# [What you have to do]
After finding the line with "column 617, row 348" in the data below, set down exactly each line through the one with "Target: person walking on beach", inclusive, and stop there.

Extracted records:
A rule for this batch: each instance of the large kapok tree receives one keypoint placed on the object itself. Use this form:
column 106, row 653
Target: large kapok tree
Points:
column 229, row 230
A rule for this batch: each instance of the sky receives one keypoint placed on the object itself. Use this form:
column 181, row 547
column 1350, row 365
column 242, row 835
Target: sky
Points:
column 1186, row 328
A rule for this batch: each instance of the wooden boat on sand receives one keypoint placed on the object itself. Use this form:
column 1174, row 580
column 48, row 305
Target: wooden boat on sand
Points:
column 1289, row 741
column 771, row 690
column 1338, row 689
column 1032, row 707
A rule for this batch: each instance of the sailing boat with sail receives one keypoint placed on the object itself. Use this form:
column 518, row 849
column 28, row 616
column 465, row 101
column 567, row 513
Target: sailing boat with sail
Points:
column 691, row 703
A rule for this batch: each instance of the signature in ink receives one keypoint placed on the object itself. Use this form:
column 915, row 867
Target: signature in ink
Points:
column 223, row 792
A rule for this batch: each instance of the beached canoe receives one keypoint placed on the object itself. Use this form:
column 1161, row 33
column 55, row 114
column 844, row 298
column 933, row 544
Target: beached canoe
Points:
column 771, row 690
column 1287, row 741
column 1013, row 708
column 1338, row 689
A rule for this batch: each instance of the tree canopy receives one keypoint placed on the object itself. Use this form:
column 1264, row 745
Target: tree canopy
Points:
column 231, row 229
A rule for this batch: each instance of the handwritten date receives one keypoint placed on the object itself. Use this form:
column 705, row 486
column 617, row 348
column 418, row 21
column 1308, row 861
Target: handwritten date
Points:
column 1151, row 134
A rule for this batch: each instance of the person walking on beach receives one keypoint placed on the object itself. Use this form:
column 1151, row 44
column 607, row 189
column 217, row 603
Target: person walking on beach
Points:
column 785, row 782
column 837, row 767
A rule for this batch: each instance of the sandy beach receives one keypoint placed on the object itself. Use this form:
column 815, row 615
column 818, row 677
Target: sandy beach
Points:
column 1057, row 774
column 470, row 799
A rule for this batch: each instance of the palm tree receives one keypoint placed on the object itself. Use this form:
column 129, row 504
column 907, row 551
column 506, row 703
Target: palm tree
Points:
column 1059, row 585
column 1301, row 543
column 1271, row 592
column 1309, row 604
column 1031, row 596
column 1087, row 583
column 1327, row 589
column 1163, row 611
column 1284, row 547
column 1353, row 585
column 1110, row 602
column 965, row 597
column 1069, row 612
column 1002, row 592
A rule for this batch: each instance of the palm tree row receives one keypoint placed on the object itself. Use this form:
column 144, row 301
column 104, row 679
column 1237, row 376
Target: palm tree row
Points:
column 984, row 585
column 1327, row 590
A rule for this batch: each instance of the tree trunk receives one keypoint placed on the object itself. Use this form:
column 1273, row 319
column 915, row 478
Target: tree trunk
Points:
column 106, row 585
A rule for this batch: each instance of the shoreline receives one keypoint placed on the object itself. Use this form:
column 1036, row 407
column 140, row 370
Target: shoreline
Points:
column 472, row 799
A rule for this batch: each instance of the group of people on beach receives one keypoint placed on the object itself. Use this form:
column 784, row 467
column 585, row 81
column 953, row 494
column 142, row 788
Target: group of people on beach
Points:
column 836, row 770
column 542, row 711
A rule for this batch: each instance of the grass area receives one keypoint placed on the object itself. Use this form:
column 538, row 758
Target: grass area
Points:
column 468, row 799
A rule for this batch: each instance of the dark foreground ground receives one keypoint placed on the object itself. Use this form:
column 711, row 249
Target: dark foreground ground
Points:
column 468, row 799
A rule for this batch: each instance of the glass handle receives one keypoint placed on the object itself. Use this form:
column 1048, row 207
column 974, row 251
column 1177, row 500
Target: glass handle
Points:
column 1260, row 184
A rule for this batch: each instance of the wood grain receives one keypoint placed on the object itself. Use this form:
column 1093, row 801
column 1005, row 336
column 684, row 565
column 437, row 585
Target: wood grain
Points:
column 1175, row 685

# [Task result]
column 617, row 348
column 418, row 21
column 1308, row 861
Target: handwritten date
Points:
column 1151, row 134
A rule for this batch: each instance of the person walking on beach receives one keypoint placed on the object itself. Use this form:
column 1151, row 44
column 607, row 189
column 217, row 603
Target: person walking on beach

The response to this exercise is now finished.